* _Исходный текст_:
------------
Бюст Н. П. Бехтеревой, установленный в Институт мозга человека РАН. Фото Н. Лесковой.
— Мне показалось ценным в воспоминаниях Бехтеревой, то, что она воспринимала эти видения как учёный. Она отдавала себе отчёт, что это не призрак, а продукт деятельности её мозга. Но для неё это тоже было загадкой – как это работает.
— Академик Константин Владимирович Анохин долго исследовал память и понял, что один из механизмов памяти касается эпигенетического записывания картин. Особенно эпигенетика включается, когда организм воспринимает что-то, как стресс. Это так называемый «витальный стресс». У Натальи Петровны по жизни этих витальных стрессов было много. Все эти стрессы эпигенетика записывает на «жёсткие диски», которые определяют потом изменения синтеза клеточных белков. Вполне возможно: всё, что записано в наш базовый мозг на уровне белков, может проявляться определёнными картинами.
— Получается, что человек в состоянии хронического стресса может обладать какими-то необычным способностями?
— Нет, это касается людей, переживших в своей жизни несколько периодов или эпизодов витальных стрессов. Для меня как для врача всегда существовала категория пациентов – «блокадники», те, кто в Ленинграде был всю блокаду. Это другие люди. Или люди, которые пережили концлагеря, они абсолютно другие. Но, опять-таки, это воздействие на уровне витального стресса. После него человек становится другим.
— И они могут испытывать подобные видения?
— Могут. Но здесь важно не то, что возникло. Важно принципиальное внутреннее понимание этого и его интерпретация.
— Значит ли это, что если мозг человека способен рождать видения, то он знает больше, чем мы думаем?
— У людей интеллектуального масштаба Натальи Петровны мир опыта и интуиции на порядок выше. Она этим очень хорошо оперировала. Мы всё время находимся в удивительной ситуации взаимодействия тела, которое носит мозг, и нашего сознания. Вселенная вне нас – и Вселенная в нас. То, что мы живём в иллюзорном мире, позволяет нам выживать как биологическому объекту. Природа хитро устроила: все биологические объекты живут в иллюзорном мире.
------------
(Сохранённые записи)
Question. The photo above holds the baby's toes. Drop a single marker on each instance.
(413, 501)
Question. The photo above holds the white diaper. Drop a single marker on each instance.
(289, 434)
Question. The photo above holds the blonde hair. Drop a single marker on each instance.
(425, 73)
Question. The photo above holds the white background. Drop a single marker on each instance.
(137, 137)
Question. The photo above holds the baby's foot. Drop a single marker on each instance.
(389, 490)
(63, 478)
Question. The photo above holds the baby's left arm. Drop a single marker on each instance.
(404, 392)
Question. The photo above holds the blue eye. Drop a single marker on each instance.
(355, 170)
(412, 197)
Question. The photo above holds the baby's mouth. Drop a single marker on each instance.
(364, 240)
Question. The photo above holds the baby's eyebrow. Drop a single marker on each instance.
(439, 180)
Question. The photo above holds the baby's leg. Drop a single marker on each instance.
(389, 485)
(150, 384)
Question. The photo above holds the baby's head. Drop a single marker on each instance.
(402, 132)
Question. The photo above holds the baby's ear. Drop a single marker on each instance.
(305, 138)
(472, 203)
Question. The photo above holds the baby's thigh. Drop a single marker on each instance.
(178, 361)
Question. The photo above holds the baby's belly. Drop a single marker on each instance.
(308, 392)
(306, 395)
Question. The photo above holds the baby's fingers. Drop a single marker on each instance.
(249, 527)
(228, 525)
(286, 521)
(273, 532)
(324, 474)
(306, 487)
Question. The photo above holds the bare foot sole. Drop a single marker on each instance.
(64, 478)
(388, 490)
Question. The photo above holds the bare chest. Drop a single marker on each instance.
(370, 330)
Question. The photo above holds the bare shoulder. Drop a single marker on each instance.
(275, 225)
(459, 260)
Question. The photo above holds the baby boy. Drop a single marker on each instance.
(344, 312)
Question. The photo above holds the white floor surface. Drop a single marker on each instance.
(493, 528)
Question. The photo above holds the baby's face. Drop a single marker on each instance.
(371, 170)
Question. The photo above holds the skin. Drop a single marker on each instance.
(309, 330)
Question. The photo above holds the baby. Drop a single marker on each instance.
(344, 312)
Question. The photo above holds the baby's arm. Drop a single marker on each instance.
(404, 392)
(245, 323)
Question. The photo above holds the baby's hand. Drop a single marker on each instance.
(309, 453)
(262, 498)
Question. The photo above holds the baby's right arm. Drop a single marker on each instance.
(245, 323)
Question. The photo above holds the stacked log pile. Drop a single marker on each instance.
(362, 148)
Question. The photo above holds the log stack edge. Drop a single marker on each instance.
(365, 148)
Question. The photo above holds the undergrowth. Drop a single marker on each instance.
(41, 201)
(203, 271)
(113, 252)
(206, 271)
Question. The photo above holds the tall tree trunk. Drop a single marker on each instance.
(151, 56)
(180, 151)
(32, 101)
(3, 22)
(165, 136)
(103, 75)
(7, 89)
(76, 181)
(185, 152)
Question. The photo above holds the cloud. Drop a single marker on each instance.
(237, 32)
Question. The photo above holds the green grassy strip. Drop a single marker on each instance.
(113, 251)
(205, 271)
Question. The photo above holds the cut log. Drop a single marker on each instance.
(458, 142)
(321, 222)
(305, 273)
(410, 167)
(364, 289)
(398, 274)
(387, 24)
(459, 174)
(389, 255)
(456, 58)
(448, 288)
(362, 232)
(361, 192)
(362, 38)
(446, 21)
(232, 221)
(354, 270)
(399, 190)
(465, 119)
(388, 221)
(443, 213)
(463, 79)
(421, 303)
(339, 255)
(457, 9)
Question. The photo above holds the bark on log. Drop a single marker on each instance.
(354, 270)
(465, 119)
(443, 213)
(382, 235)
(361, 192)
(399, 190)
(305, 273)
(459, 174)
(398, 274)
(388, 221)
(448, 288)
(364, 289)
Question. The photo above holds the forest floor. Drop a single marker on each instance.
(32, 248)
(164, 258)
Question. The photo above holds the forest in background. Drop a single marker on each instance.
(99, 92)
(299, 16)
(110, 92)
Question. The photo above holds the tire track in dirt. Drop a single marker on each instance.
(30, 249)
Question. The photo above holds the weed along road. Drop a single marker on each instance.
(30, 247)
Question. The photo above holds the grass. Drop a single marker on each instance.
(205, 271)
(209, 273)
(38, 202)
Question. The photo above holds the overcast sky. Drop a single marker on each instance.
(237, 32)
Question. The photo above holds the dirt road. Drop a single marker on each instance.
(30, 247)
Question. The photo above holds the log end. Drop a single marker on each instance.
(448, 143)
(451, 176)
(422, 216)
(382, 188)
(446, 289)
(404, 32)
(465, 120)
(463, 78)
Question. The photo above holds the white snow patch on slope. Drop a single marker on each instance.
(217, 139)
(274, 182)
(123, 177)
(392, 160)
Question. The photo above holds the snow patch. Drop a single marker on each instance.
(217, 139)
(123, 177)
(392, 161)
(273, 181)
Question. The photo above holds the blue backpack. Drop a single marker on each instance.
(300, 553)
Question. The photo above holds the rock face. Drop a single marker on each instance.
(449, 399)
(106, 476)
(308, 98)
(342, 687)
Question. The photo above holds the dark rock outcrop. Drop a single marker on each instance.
------------
* _Задание 1_:
Ответьте на вопросы по тексту о видениях Н. П. Бехтеревой.
(a) Какой академик долго исследовал память?
(b) Какую категорию пациентов, по словам собеседника, для него как для врача всегда выделяли отдельно?
(c) Что, согласно последнему ответу собеседника, позволяет нам выживать как биологическому объекту?
* _Задание 2_: Продолжите текст о видениях Н. П. Бехтеревой после его последнего предложения.

* _Ответ 1_:
(a) Академик Константин Владимирович Анохин.
(b) «Блокадники», то есть те, кто в Ленинграде был всю блокаду.
(c) То, что мы живём в иллюзорном мире.

* _Ответ 2_:
— Каждый в своём?
— Да. Мы не можем объяснить, например, каким образом функционирует ряд птиц, включая тех же ворон, у них в мозге нет коры, а когнитивная функция есть. Вот у нас есть кора головного мозга, и мы ею гордимся. Но почему уровень вороны соответствует интеллектуальным способностям чуть ли не десятилетнего ребёнка? По разговорам с микробиологами и вирусологами знаю: когда они в свою чашку Петри усаживают разных микробов – стафилококков, стрептококков, кишечную палочку, то потом они видят, что особенность поведения этой популяции клеток, то, как они конкурируют за пространство, за питание, напоминает популяцию высокоорганизованных биологических существ. Характер поведения одноклеточных структур в популяции такой же, как у нас с вами. Как такое возможно? Вот почему я говорю, что мы живем в иллюзорном мире. Получается так: мы исследуем изображение в зеркале, не зная, кто стоит перед зеркалом. Это очередная ловушка. И мы попадаемся в эти ловушки. Но мы должны, блуждая в этом зазеркалье, продолжать научный поиск – иного пути нет.